[[ Source text open ]]

# Sunday's Show and Tell 9/25/22



## stezell (Sep 25, 2022)

Welcome to the first Sunday of Fall ya'll! Let's see what relics you've found from the past week. Whether it be bike related or not, pictures are a must! Hopefully all is well with @jd56 I thought I would take the initiative to start the weekly finds and hope all is well with my bicycle friends. 

Thank you, 
Sean


----------



## HARPO (Sep 25, 2022)

​A.G. Schladitz Albina, Dresden. Made in Germany. 1890's...1900's...? Please help me with some info.
I have a separate Post on this if you wish to see tons of photos. 😀








						A.G. Schladitz Albina, Dresden...1890's?...Just Got It | Antique Bicycles Pre-1933
					

Bought this one last night. Why? Because it looked like it was from the 1890's and I've never had a bike this old. Please enlighten me to any info on the bike, because there is precious little on the internet.  🤨 And apparently it will be, for now, the only one on The Cabe. I did a search on...




					thecabe.com


----------



## HEMI426 (Sep 25, 2022)

A couple pics from yesterday at the drags, I've raced many different cars in my life but I would never drive these. Nitro Harleys, jet powered trike and a twinn SBC powered motorcycle. NOPE NOT ME. I wish I could download the videos they are crazy.


----------



## New Mexico Brant (Sep 25, 2022)

stezell said:


> Welcome to the first Sunday of Fall ya'll! Let's see what relics you've found from the past week. Whether it be bike related or not, pictures are a must! Hopefully all is well with @jd56 I thought I would take the initiative to start the weekly finds and hope all is well with my bicycle friends.
> 
> Thank you,
> Sean



You forgot to say "Please include pictures as we do love pictures!"


----------



## stezell (Sep 25, 2022)

New Mexico Brant said:


> You forgot to say "Please include pictures as we do love pictures!"



I actually said pictures are a must Brant the aforementioned belongs to JD.


----------



## Lonestar (Sep 25, 2022)

Thanks Frank & Pam for my Skid Kings VBC shirt!











& found this Takamine Jasmine at the Thrift Store. It has a really nice sound!






Happy Sunday Yall!  😎


----------



## New Mexico Brant (Sep 25, 2022)

stezell said:


> I actually said pictures are a must Brant the aforementioned belongs to JD.



I understand, you don’t want to appropriate his catch phrase.  It is just nice to hear every week.


----------



## kunzog (Sep 25, 2022)

[[ Source text closed ]]
[[ Input data open ]]

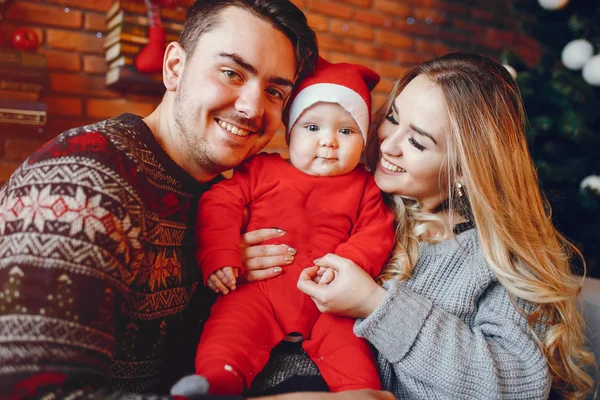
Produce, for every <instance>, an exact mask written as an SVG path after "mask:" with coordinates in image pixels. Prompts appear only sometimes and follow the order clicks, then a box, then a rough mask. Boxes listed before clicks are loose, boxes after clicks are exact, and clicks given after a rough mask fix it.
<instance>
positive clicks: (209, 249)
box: [196, 154, 394, 391]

[[ Input data closed ]]

Decide whether each statement agrees with the Show and Tell thread, answering yes or no and quoting the deciding words of the thread. 1. HARPO's post describes the item as made in Germany. 2. HEMI426 says he would be willing to drive the machines seen at the drags. 3. Lonestar found the Takamine Jasmine at a garage sale. The listing above is separate material and has no connection to the Show and Tell thread.

▶ _Solution_
1. Yes: "Made in Germany."
2. No: "I would never drive these."
3. No: "found this Takamine Jasmine at the Thrift Store."